(Stored entries)
== Segment start ==
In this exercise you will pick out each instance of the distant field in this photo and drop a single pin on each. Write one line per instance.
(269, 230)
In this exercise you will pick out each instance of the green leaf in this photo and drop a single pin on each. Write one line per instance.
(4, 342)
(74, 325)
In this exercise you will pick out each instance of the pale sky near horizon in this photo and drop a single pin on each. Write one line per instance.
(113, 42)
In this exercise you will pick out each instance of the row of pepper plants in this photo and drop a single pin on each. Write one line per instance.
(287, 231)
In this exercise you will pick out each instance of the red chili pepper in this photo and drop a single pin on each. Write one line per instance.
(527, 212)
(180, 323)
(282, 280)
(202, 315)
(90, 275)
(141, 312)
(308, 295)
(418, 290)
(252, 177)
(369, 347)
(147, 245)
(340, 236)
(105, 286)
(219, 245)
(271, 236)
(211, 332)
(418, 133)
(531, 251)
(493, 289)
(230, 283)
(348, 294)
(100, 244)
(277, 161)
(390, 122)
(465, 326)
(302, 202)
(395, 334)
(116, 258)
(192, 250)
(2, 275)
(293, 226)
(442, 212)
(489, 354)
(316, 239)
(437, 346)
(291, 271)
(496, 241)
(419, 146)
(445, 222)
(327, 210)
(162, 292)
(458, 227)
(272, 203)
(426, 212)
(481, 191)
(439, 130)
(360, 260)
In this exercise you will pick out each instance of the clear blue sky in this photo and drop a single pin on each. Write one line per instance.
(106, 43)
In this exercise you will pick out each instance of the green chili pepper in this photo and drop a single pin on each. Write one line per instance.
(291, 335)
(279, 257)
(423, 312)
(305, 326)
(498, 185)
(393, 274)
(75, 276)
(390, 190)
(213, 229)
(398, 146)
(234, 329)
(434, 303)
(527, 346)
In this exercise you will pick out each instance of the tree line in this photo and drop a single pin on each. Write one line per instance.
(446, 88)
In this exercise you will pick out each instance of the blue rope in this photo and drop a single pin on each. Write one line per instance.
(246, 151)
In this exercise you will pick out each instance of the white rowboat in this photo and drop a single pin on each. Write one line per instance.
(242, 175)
== Segment end ==
## TO DO
Output the data once more, exactly as it appears above.

## YOUR RESPONSE
In this exercise you will pick out each instance of the distant field in this photo and drop a single pin on each. Write one line per instance.
(269, 230)
In this exercise you will pick out each instance of the green leaf in this photo and drop a single pin on each. Write one line per instance.
(4, 342)
(74, 325)
In this exercise you will pick out each instance of the pale sky near horizon in this photo and drop a single pin on each. Write one line per instance.
(113, 42)
In this exercise you will pick out each instance of the row of pepper plants in this photo and drop a single pin on each. Write one line per instance.
(287, 231)
In this exercise you will pick out each instance of the red chili pepper in this photo and drop a single pin on each. Write one line per instance.
(527, 212)
(180, 323)
(282, 280)
(202, 315)
(90, 275)
(141, 312)
(308, 295)
(418, 290)
(252, 177)
(369, 347)
(147, 245)
(340, 236)
(105, 286)
(219, 245)
(271, 236)
(211, 332)
(418, 133)
(531, 251)
(493, 289)
(230, 283)
(348, 294)
(100, 244)
(277, 161)
(390, 122)
(465, 326)
(302, 202)
(395, 334)
(116, 258)
(192, 250)
(2, 275)
(293, 226)
(442, 212)
(489, 354)
(316, 239)
(437, 346)
(291, 271)
(496, 241)
(419, 146)
(445, 222)
(327, 210)
(162, 292)
(458, 227)
(272, 203)
(426, 212)
(481, 191)
(439, 130)
(360, 260)
In this exercise you will pick out each instance of the clear blue sky in this photo and drop a single pin on each. Write one line per instance.
(106, 43)
In this exercise you will pick out each instance of the green chili pepper in this photo and drop a single pin on each. Write one line per instance.
(291, 335)
(279, 257)
(423, 312)
(305, 326)
(498, 185)
(393, 274)
(75, 276)
(390, 190)
(213, 229)
(398, 146)
(234, 329)
(434, 303)
(527, 346)
In this exercise you will pick out each instance of the tree line in this photo and drop a single pin on each. Write one line per instance.
(446, 88)
In this exercise you will pick out each instance of the blue rope in this photo and drop a single pin on each. Write one line per instance.
(246, 151)
In this exercise you will pick out each instance of the white rowboat in this photo and drop a single pin on each. Write one line per instance.
(242, 175)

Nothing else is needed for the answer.